Task statement ▸ Begin at the line below that has "Query: tree trunk" and stop after the line that has "Query: car windshield". Please restate only those lines, word for word.

Input data ▸
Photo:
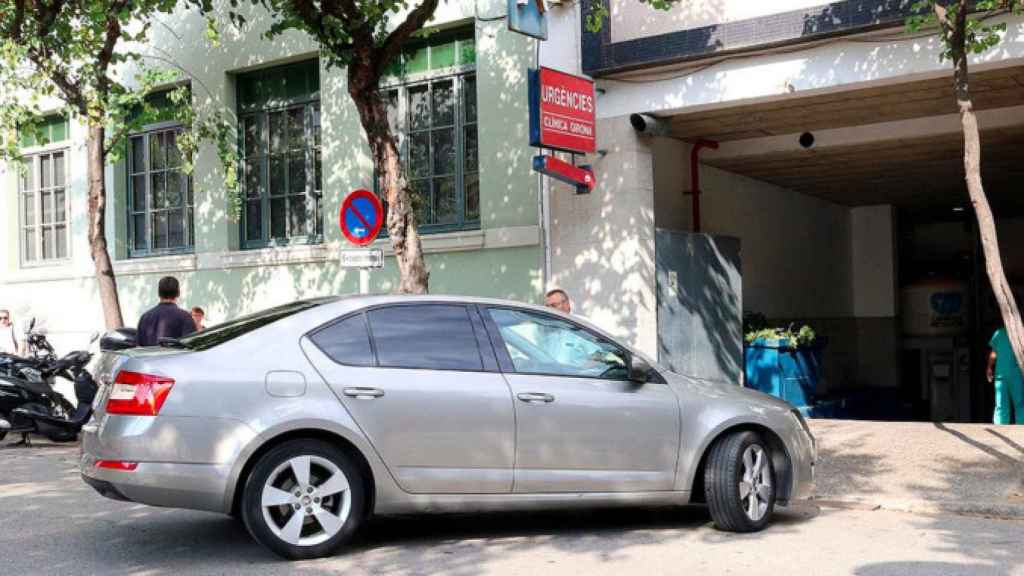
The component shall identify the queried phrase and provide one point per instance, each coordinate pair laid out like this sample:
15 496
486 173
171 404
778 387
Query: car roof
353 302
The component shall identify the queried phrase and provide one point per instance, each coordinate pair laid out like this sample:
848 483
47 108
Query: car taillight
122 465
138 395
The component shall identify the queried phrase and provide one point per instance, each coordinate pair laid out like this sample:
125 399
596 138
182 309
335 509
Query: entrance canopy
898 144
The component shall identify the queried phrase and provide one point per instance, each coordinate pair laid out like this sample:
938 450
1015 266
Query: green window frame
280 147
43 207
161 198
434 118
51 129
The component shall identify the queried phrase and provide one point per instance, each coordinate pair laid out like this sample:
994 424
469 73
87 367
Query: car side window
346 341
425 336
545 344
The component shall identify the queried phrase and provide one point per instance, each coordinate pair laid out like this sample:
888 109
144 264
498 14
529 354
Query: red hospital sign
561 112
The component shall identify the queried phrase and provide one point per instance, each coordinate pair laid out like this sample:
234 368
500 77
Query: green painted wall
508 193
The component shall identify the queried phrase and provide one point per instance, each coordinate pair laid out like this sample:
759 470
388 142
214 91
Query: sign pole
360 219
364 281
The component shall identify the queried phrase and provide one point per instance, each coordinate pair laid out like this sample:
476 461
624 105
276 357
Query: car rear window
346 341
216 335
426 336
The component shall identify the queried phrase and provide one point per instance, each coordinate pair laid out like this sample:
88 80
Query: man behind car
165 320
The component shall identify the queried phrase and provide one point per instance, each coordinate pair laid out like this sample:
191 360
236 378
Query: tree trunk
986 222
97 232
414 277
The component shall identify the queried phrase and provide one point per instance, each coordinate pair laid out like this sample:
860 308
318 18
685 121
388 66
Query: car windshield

--

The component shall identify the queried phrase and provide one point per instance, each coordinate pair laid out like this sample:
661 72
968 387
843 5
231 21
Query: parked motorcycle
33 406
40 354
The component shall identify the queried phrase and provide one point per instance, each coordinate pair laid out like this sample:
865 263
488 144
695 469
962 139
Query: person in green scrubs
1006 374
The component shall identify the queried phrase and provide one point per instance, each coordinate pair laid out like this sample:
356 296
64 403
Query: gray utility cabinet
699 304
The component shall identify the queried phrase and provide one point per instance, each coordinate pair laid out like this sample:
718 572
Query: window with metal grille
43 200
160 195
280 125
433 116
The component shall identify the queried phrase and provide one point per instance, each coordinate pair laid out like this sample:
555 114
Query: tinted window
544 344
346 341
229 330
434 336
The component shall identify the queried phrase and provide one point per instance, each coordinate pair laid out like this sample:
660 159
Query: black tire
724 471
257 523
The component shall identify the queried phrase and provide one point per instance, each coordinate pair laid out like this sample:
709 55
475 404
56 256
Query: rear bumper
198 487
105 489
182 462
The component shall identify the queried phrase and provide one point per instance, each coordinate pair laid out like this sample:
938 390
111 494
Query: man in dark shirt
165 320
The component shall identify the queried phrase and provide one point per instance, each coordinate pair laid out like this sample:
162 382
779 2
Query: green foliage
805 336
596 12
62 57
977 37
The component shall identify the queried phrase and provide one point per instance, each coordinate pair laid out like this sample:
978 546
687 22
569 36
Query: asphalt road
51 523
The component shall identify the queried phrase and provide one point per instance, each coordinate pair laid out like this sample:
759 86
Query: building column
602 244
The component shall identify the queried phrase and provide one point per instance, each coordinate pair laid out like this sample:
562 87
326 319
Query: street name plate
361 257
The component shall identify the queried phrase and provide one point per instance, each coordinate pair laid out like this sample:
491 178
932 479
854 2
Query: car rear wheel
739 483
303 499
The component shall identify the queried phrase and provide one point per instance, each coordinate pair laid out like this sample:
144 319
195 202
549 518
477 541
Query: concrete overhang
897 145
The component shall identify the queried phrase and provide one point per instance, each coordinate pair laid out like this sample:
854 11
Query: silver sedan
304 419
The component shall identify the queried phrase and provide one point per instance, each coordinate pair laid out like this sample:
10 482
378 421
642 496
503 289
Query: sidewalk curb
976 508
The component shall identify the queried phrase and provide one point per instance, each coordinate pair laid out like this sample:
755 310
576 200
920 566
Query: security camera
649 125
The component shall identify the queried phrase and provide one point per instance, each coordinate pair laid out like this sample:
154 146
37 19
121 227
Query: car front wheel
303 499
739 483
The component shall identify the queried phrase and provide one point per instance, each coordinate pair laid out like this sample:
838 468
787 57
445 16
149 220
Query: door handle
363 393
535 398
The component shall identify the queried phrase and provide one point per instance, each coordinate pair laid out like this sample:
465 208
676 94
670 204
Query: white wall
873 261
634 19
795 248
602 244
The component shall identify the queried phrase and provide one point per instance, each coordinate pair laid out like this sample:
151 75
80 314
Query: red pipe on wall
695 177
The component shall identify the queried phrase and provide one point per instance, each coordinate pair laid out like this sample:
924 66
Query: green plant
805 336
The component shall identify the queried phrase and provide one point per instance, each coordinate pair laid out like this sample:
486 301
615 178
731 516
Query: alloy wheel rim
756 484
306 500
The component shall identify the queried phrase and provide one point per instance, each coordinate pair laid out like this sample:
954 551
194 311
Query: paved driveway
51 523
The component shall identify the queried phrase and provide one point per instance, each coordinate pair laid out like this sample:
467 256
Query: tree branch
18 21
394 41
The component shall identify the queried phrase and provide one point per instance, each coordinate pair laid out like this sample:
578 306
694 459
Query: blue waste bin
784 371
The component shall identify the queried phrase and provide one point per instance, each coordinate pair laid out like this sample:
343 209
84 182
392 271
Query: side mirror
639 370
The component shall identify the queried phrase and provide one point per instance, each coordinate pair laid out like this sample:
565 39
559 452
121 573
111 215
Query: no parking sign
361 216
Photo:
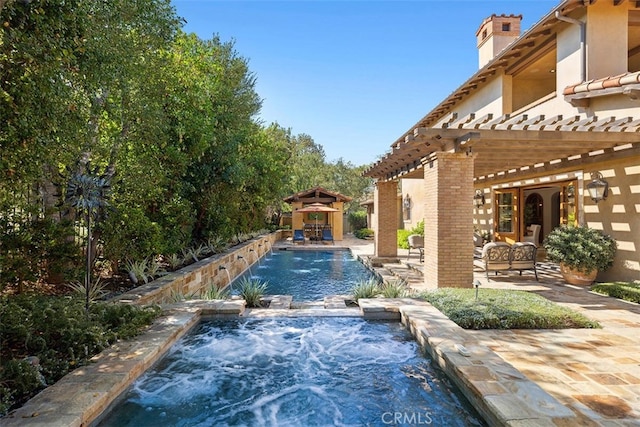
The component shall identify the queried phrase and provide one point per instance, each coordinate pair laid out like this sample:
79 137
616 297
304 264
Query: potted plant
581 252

--

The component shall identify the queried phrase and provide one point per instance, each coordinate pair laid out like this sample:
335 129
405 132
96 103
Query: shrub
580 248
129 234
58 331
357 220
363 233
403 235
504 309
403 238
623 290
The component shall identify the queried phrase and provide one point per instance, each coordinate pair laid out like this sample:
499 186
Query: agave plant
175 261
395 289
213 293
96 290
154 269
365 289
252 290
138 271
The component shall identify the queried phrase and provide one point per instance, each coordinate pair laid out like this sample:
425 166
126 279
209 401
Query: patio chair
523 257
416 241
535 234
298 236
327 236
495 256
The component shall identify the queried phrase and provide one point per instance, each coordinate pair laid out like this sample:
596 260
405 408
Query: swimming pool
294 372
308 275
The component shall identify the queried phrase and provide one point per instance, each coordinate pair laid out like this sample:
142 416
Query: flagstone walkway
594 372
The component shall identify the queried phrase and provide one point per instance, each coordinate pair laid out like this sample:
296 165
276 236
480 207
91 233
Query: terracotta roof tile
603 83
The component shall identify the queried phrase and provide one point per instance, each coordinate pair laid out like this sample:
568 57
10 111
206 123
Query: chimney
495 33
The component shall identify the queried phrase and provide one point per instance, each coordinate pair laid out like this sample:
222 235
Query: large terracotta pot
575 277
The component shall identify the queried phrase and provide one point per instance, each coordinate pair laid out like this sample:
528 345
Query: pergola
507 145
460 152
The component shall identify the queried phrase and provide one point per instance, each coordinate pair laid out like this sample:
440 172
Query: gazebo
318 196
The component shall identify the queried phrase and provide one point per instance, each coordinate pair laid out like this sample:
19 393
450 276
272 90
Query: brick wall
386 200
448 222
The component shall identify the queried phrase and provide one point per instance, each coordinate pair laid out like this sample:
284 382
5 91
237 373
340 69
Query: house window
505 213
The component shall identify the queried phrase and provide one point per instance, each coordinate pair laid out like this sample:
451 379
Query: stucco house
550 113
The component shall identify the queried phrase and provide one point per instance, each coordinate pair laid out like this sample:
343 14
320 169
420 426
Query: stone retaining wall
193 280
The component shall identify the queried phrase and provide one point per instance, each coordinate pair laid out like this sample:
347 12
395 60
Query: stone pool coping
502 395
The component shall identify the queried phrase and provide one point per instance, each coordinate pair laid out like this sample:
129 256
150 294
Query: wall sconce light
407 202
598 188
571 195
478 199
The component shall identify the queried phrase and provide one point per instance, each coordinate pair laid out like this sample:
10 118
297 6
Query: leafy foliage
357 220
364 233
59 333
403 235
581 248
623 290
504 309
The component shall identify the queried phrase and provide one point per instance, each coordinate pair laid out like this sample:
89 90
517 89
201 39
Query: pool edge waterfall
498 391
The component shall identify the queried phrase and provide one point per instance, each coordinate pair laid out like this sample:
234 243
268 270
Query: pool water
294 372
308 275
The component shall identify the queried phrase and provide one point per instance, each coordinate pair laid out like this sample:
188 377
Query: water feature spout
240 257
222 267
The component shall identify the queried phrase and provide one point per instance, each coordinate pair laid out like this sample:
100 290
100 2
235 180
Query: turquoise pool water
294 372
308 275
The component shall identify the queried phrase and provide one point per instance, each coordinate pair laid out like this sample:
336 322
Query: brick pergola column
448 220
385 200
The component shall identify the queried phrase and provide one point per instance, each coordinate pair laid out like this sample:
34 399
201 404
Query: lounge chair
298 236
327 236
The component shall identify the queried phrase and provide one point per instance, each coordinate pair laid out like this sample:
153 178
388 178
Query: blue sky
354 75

Result of this exercise ▸
Query: tree trunk
986 222
97 232
414 277
The component shall identify the queried phrase and provide one point per instance, each coordinate pair laid out like this sample:
860 308
318 18
685 121
388 66
Query: car windshield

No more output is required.